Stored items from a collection
= Beginning of Section =

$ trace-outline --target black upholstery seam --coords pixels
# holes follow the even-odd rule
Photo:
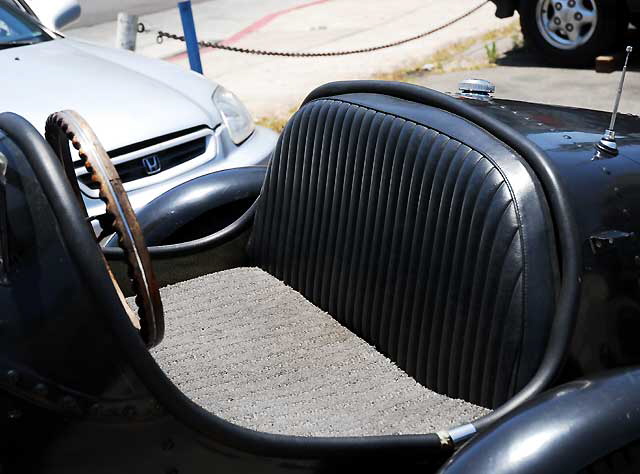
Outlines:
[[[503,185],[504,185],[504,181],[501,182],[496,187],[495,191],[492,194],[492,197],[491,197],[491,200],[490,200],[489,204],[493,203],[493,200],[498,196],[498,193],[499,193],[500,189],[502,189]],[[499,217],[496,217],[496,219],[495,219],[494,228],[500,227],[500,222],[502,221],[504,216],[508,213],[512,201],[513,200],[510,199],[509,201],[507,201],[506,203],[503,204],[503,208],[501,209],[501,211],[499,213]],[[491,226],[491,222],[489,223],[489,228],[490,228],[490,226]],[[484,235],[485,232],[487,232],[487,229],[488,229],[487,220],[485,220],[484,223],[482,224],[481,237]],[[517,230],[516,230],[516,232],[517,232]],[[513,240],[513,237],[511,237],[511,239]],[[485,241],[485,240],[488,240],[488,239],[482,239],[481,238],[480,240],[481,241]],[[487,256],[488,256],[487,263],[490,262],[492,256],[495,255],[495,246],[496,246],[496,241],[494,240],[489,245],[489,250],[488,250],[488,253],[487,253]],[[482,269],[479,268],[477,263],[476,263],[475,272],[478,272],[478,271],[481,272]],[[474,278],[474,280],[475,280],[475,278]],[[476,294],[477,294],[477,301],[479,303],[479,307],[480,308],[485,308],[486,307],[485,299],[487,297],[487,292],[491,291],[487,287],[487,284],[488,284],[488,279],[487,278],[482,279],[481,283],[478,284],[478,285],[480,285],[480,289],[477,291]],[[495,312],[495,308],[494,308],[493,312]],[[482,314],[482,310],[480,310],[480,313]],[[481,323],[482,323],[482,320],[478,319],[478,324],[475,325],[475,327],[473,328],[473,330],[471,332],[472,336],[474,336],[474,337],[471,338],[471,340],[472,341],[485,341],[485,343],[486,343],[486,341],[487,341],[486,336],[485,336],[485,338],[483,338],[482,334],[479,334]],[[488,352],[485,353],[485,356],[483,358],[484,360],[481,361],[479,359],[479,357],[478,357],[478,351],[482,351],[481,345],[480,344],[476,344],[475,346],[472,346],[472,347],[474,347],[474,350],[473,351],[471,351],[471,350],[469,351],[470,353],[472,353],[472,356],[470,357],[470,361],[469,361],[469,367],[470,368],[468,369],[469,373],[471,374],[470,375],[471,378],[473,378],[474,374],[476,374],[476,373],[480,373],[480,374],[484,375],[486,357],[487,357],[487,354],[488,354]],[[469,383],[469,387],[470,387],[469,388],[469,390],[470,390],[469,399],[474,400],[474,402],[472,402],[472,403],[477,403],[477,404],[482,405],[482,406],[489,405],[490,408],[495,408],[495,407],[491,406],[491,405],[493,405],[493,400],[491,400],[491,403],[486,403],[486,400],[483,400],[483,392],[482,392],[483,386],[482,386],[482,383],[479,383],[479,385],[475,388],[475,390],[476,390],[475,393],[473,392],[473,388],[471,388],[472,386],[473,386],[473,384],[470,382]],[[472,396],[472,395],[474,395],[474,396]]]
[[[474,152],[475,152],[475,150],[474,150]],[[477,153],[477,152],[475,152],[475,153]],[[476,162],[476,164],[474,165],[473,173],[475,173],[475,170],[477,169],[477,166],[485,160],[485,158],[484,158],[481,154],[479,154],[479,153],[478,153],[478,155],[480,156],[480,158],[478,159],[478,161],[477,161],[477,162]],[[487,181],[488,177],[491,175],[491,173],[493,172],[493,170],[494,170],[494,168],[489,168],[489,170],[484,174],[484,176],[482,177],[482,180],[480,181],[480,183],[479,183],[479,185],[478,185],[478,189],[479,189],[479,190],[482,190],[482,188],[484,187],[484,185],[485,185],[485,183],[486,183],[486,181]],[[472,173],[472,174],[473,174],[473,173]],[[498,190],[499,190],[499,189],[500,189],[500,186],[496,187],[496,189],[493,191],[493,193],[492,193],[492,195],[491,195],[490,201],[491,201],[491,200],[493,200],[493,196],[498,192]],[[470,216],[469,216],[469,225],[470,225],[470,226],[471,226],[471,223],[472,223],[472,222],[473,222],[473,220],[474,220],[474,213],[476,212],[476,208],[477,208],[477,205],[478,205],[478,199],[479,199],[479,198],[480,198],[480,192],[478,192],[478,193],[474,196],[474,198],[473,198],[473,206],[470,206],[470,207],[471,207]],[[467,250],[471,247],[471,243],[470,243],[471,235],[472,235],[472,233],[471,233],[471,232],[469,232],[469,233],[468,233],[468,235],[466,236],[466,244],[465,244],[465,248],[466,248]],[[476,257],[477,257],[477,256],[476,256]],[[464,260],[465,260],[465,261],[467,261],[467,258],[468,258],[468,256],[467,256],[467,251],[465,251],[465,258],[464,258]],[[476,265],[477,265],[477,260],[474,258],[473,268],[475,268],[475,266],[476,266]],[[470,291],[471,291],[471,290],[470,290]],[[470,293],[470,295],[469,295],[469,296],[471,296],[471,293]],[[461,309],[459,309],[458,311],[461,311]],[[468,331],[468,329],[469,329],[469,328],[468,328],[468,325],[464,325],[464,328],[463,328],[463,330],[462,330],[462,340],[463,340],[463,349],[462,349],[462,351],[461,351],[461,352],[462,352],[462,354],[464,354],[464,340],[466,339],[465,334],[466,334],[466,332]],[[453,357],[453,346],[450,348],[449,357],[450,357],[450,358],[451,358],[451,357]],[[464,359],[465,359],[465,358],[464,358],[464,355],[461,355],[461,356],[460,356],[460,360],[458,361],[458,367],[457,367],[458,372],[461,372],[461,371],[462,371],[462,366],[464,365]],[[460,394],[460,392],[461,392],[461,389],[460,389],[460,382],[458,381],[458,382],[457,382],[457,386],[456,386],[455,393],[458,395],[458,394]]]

= End of Section =

Exact copies of all the entries, without any pictures, are what the answer must contain.

** Task output **
$ trace-outline --target black upholstery seam --coords pixels
# holes follow the even-odd rule
Photo:
Outlines:
[[[503,185],[504,185],[504,181],[501,182],[496,187],[495,191],[492,194],[492,197],[491,197],[491,200],[490,200],[489,204],[493,203],[493,200],[498,196],[498,193],[499,193],[500,189],[502,189]],[[499,217],[496,217],[496,219],[495,219],[494,228],[500,227],[500,222],[502,221],[504,216],[508,213],[512,201],[513,200],[510,199],[509,201],[507,201],[506,203],[503,204],[503,208],[501,209],[501,211],[499,213]],[[491,226],[491,222],[489,223],[489,228],[490,228],[490,226]],[[484,235],[485,232],[487,232],[487,229],[488,229],[487,220],[485,220],[484,223],[482,224],[481,237]],[[517,230],[516,230],[516,232],[517,232]],[[513,240],[513,237],[511,237],[511,239]],[[485,241],[485,240],[488,240],[488,239],[482,239],[481,238],[480,240],[481,241]],[[487,256],[488,256],[487,263],[490,262],[492,256],[495,255],[495,246],[496,246],[496,241],[494,240],[489,245],[489,250],[488,250],[488,253],[487,253]],[[482,269],[479,268],[477,263],[476,263],[475,272],[478,272],[478,271],[481,272]],[[474,278],[474,280],[475,280],[475,278]],[[476,294],[477,294],[477,301],[479,303],[479,307],[480,308],[485,308],[486,307],[485,299],[487,297],[487,292],[491,291],[487,287],[487,284],[488,284],[488,279],[487,278],[482,279],[481,283],[478,284],[478,285],[480,285],[480,289],[477,291]],[[495,312],[495,308],[494,308],[493,312]],[[482,314],[482,310],[480,310],[480,313]],[[481,323],[482,323],[482,320],[478,319],[478,324],[475,325],[475,327],[473,328],[473,330],[471,332],[472,336],[474,336],[474,337],[471,338],[471,340],[472,341],[485,341],[485,343],[486,343],[486,341],[487,341],[486,336],[485,336],[485,338],[483,338],[482,334],[479,334]],[[488,352],[485,353],[485,356],[483,358],[484,360],[481,361],[479,359],[479,357],[478,357],[478,351],[482,351],[481,345],[480,344],[476,344],[475,346],[472,346],[472,347],[474,347],[474,350],[473,351],[471,351],[471,350],[469,351],[470,353],[472,353],[472,356],[470,357],[470,361],[469,361],[469,367],[470,368],[468,369],[469,373],[471,374],[470,375],[471,378],[473,378],[474,374],[476,374],[476,373],[480,373],[480,374],[484,375],[486,357],[487,357],[487,354],[488,354]],[[469,383],[469,387],[470,387],[469,388],[469,390],[470,390],[469,399],[474,400],[474,402],[472,402],[472,403],[477,403],[477,404],[482,405],[482,406],[489,405],[490,408],[495,408],[495,407],[491,406],[491,405],[493,405],[493,400],[491,400],[491,403],[486,403],[486,400],[483,400],[483,392],[482,392],[483,386],[482,386],[482,383],[479,383],[479,385],[475,388],[475,390],[476,390],[475,393],[473,392],[473,388],[471,388],[472,386],[473,386],[473,384],[470,382]],[[472,396],[472,395],[474,395],[474,396]]]
[[[474,152],[475,152],[475,150],[474,150]],[[477,153],[477,152],[475,152],[475,153]],[[476,162],[476,164],[474,165],[473,173],[475,173],[475,170],[477,169],[477,166],[485,160],[485,158],[484,158],[481,154],[479,154],[479,153],[478,153],[478,155],[480,156],[480,158],[478,159],[478,161],[477,161],[477,162]],[[487,181],[488,177],[491,175],[491,173],[493,172],[493,170],[494,170],[494,168],[489,168],[489,170],[484,174],[484,176],[482,177],[482,180],[480,181],[480,183],[479,183],[479,185],[478,185],[478,189],[479,189],[479,190],[482,190],[482,188],[484,187],[484,185],[485,185],[485,183],[486,183],[486,181]],[[472,173],[472,174],[473,174],[473,173]],[[498,190],[499,190],[499,189],[500,189],[500,186],[496,187],[496,189],[493,191],[493,193],[492,193],[492,195],[491,195],[490,201],[491,201],[491,200],[493,200],[493,196],[498,192]],[[470,216],[469,216],[469,225],[470,225],[470,226],[471,226],[471,223],[472,223],[472,222],[473,222],[473,220],[474,220],[474,213],[476,212],[476,208],[477,208],[477,205],[478,205],[478,199],[479,199],[479,198],[480,198],[480,192],[478,192],[478,193],[474,196],[474,198],[473,198],[473,206],[470,206],[470,207],[471,207]],[[467,250],[471,247],[471,243],[470,243],[471,235],[472,235],[472,233],[471,233],[471,232],[469,232],[469,233],[468,233],[468,235],[466,236],[466,244],[465,244],[465,248],[466,248]],[[476,257],[477,257],[477,256],[476,256]],[[464,260],[465,260],[465,261],[467,261],[467,258],[468,258],[468,256],[467,256],[467,251],[465,251],[465,258],[464,258]],[[476,265],[477,265],[477,260],[474,258],[473,268],[475,268],[475,266],[476,266]],[[470,291],[471,291],[471,290],[470,290]],[[470,293],[470,295],[469,295],[469,296],[471,296],[471,293]],[[461,309],[459,309],[458,311],[461,311]],[[468,331],[468,329],[469,329],[469,328],[468,328],[468,325],[464,325],[464,328],[463,328],[463,330],[462,330],[462,340],[463,340],[463,349],[462,349],[462,351],[461,351],[461,352],[462,352],[462,354],[464,354],[464,340],[466,339],[465,334],[466,334],[466,332]],[[453,357],[453,346],[450,348],[449,357],[450,357],[450,358],[451,358],[451,357]],[[464,359],[465,359],[465,358],[464,358],[464,355],[461,355],[461,356],[460,356],[460,360],[458,361],[458,367],[457,367],[458,372],[461,372],[461,371],[462,371],[462,366],[464,365]],[[460,394],[460,392],[461,392],[461,389],[460,389],[460,382],[458,381],[458,382],[457,382],[457,386],[456,386],[455,393],[458,395],[458,394]]]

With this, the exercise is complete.